▶ [GOAL OF THE EXERCISE]
Go through the listing below and state how many lines hold the word "Query", giving only the number.

▶ [WORKING DATA]
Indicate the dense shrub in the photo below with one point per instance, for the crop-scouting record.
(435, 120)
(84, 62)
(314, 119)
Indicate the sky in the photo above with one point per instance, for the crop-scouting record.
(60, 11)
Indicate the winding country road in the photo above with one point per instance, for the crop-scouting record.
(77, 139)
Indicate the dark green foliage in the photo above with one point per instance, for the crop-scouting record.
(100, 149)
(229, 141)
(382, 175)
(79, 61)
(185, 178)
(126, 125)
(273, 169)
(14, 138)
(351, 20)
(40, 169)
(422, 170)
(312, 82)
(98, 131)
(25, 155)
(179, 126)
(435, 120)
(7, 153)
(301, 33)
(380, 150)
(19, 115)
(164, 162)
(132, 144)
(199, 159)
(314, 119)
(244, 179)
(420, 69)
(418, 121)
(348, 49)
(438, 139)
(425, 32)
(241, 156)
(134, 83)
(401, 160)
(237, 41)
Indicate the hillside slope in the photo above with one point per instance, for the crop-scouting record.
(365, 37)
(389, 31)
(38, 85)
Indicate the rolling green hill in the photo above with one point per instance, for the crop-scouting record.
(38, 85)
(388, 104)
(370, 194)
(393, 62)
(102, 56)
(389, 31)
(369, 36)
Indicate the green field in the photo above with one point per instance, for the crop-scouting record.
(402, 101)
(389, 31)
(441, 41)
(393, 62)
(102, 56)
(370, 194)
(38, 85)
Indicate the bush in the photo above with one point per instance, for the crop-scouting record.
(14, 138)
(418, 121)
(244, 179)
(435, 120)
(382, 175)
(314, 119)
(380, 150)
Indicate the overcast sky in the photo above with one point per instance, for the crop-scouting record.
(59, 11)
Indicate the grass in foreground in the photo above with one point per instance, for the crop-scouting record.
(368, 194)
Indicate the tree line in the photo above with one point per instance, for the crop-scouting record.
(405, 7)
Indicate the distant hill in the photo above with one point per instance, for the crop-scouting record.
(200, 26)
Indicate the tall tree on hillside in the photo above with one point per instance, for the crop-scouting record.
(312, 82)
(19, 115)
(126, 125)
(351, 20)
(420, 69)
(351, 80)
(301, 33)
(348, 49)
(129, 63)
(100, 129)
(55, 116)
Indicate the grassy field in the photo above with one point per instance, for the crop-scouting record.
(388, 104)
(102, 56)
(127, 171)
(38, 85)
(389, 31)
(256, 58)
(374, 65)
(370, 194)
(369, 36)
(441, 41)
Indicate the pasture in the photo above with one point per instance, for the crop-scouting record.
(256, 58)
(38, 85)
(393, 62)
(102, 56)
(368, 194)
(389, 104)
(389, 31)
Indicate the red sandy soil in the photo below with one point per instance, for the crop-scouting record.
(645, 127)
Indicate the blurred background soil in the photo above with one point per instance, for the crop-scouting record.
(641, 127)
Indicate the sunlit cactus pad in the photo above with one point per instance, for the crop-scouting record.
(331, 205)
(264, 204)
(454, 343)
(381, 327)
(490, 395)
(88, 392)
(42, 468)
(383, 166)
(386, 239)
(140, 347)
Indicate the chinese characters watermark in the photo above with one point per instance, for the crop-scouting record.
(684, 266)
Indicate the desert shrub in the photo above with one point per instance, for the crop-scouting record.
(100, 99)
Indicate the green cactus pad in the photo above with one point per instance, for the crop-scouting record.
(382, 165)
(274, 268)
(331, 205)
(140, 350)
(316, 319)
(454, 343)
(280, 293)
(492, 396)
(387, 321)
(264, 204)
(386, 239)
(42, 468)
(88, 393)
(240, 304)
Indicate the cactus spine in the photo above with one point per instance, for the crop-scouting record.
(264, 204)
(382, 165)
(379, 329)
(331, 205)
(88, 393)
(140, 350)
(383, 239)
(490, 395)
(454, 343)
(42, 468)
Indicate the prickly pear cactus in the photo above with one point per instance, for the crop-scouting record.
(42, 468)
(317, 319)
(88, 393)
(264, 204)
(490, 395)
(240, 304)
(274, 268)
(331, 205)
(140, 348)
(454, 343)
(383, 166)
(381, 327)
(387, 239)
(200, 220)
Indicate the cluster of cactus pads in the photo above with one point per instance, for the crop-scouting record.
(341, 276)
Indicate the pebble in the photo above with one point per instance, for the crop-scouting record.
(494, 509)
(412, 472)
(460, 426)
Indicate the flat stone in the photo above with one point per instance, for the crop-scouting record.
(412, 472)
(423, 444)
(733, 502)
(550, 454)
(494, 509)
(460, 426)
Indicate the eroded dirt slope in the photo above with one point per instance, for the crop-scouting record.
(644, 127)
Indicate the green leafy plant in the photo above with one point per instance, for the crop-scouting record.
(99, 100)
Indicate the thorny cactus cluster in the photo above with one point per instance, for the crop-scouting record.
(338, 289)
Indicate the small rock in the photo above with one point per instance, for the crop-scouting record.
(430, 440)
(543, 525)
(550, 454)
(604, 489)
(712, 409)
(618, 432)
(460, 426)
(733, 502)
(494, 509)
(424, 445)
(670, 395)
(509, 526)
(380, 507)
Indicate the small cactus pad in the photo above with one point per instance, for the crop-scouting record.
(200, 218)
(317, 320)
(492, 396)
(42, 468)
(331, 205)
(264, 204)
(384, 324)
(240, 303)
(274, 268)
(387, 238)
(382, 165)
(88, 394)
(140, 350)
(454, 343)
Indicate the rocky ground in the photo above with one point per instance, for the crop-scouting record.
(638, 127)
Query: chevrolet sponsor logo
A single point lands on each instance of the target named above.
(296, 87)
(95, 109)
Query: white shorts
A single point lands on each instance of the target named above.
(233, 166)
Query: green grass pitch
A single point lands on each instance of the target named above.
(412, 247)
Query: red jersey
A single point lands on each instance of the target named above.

▶ [YOUR SOLUTION]
4